What do you say when their argument boils down to "duh!"

There are none so blind as those who will not see. How is it that there are so many people living on this Earth who have already decided that they are so certain of the truth that they will never need to open their eyes again? Others possessing ornately lettered documents called degrees have taught young minds to listen to them—and only them. These professors said: "I have this degree, this pedigree, this laurel, this honor, and therefore I possess the entire truth of life and the existence of the universe. It's all so simple...you see it's just a magically fantastically stupendously impossible coincidence. Here is how it happened: See there was this big explosion. HUGE! It was the biggest explosion in the history of everything. And when the smoke had cleared, here we were. Any questions?"

Why no professor; I guess that covers everything ... well except ... what caused the explosion? Also, what was "it" before it exploded? Finally, how exactly is this a "scientific theory?" The Big Bang "theory" doesn't even attempt to explain what was there "before" the "Big Bang," and as far as I can tell completely ignores the scientific method in that no experiments have been performed to either confirm or deny the theory, and, even more alarmingly its proponents have assembled an entire arm of government to defend it and force its very debatable precepts to be absorbed without question by impressionable young minds and without even the merest possibility of logical or scientific debate. It's ... beginning to look a lot like ... an Inquisition! While there is plenty of evidence to confirm that matter in the universe does seem to have started from a unique point of origin, this one small fact—all by itself—does not explain anything! You can't take one isolated brick all by itself—with a daub of paint on it—and from that brick postulate the creation of the Sistine Chapel!

While scientists believe the universe began with a Big Bang, most Americans put a big question mark on the concept, an Associated Press-GfK poll found.

Yet when it comes to smoking causing cancer or that a genetic code determines who we are, the doubts disappear.

When considering concepts scientists consider truths, Americans have more skepticism than confidence in those that are farther away from our bodies in scope and time: global warming, the age of the Earth and evolution and especially the Big Bang from 13.8 billion years ago.

Rather than quizzing scientific knowledge, the survey asked people to rate their confidence in several statements about science and medicine.

On some, there's broad acceptance. Just 4 percent doubt that smoking causes cancer, 6 percent question whether mental illness is a medical condition that affects the brain and 8 percent are skeptical there's a genetic code inside our cells. More -- 15 percent -- have doubts about the safety and efficacy of childhood vaccines.

READER COMMENTS
The is nothing funnier than folk who don't understand basic grade school level science "arguing" it on messages boards... (April 21, 2014) MORE

The only thing this shows is how bad our education system is. It is also a pretty good illustration of "cause and... (April 21, 2014) MORE

No wonder so many republicans believe in myths like President Obama is Kenyan or trickle down economics. (April 21, 2014) MORE
Most of the more than three-hundred comments on this article were—as of the time of this writing—condescending, smug, judgmental, and most tellingly of all, devoid of non-fallacious content which could in any way shape or form, logically uphold their belief in the Big Bang theory or evolutionary theory. More than three-hundred comments from people around the world who read the article and had to put in their two-cents. And every single argument in favor of the commonly accepted scientific theory believed today, boils down to: Everybody—except idiots of course—knows it's the truth.

Q: So you believe in the Big Bang and Evolution because everybody else believes it?

A: Yes.

Q: Why does everybody believe it?

A: Because that's what they teach in science class!

Q: Why do they teach it in science class?

A: Because everybody believes it...duh!

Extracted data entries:
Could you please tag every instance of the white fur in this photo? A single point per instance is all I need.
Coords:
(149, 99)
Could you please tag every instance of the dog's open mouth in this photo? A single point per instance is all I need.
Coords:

AIM OF THE EXERCISE: Please reproduce word for word the passage of the Big Bang essay that starts at the words "Q: So you believe" and stops after the words "in science class?".

EXPECTED OUTPUT:
Q: So you believe in the Big Bang and Evolution because everybody else believes it?

A: Yes.

Q: Why does everybody believe it?

A: Because that's what they teach in science class!

Q: Why do they teach it in science class?